DATASET: Begin

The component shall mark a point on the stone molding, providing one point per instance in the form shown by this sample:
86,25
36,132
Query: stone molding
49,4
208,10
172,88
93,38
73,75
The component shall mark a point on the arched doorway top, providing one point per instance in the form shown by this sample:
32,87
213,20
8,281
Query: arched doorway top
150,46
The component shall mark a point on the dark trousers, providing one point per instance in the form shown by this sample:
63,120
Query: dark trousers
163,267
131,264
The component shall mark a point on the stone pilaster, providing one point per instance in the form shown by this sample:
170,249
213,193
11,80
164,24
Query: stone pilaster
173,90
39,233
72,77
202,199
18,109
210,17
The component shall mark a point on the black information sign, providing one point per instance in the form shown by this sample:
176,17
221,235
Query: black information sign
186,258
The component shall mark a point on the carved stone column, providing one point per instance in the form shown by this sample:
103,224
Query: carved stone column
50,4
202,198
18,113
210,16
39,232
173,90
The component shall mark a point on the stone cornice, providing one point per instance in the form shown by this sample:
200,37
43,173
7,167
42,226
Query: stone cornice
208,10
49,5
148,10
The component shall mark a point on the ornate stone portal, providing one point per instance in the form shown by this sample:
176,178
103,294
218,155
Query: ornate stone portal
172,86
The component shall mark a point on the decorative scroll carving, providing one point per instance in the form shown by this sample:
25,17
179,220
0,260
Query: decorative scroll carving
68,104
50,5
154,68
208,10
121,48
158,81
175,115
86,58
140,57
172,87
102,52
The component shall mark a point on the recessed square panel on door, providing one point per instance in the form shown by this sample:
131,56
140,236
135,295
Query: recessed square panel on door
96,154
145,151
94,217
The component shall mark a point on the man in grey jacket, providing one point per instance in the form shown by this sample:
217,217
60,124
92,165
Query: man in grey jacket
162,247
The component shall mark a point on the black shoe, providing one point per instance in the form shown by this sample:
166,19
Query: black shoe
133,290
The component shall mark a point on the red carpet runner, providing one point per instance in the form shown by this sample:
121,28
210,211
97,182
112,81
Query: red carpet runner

DATASET: End

Set down the records once more, character for character.

• OUTPUT OF THE EXERCISE:
The component shall mark a point on the stone molding, providing one point per instance in the form shown by this sample:
86,25
36,132
Query: stone molding
49,4
208,10
172,88
93,38
73,75
The component shall mark a point on the arched doorway top, providing one point per instance in the form shown by this sample:
32,87
213,20
8,281
Query: arched doorway top
150,46
The component shall mark a point on the dark trousers, providing one point per instance in the form shown by this sample:
63,120
Query: dark trousers
163,267
131,264
The component shall mark a point on the stone pilaster, providing one point per instance in the form shown by this sample:
170,249
213,193
11,80
164,24
Query: stone pilaster
173,90
39,233
72,77
202,199
18,109
210,17
The component shall mark a point on the black information sign, providing one point per instance in the form shown by this sample:
176,17
221,235
Query: black information sign
186,258
The component shall mark a point on the carved stone column, providing one point per instance in the form shown by this sample:
103,224
Query: carved stone column
50,4
202,198
18,113
210,16
39,232
173,90
The component shall mark a point on the stone cornice, providing one point per instance in the form shown by this sample:
200,37
43,173
7,167
42,226
Query: stone cornice
208,10
49,5
148,10
The component shall mark a point on the ornate stone portal, providing one point per instance in the form shown by this sample:
176,178
103,294
218,155
Query: ornate stone portal
172,86
The component shall mark a point on the decorative scroll carving, providing one point per instance in the form shown by this sample:
25,17
179,220
0,260
Query: decorative scroll carving
68,104
50,5
154,68
208,10
121,48
158,81
175,115
86,58
140,57
172,87
102,52
The component shall mark a point on the recessed square panel on door, providing one point per instance in the form shown by this sample:
131,56
140,236
135,295
Query: recessed square panel on door
96,154
145,151
94,217
The component shall mark a point on the man in grey jacket, providing one point per instance in the form shown by this sample:
217,217
60,124
92,165
Query: man in grey jacket
162,247
The component shall mark a point on the black shoe, providing one point per instance in the form shown by this sample:
166,19
Query: black shoe
133,290
The component shall mark a point on the red carpet runner, providing one point per instance in the form shown by this sample:
121,28
210,211
97,182
112,81
Query: red carpet runner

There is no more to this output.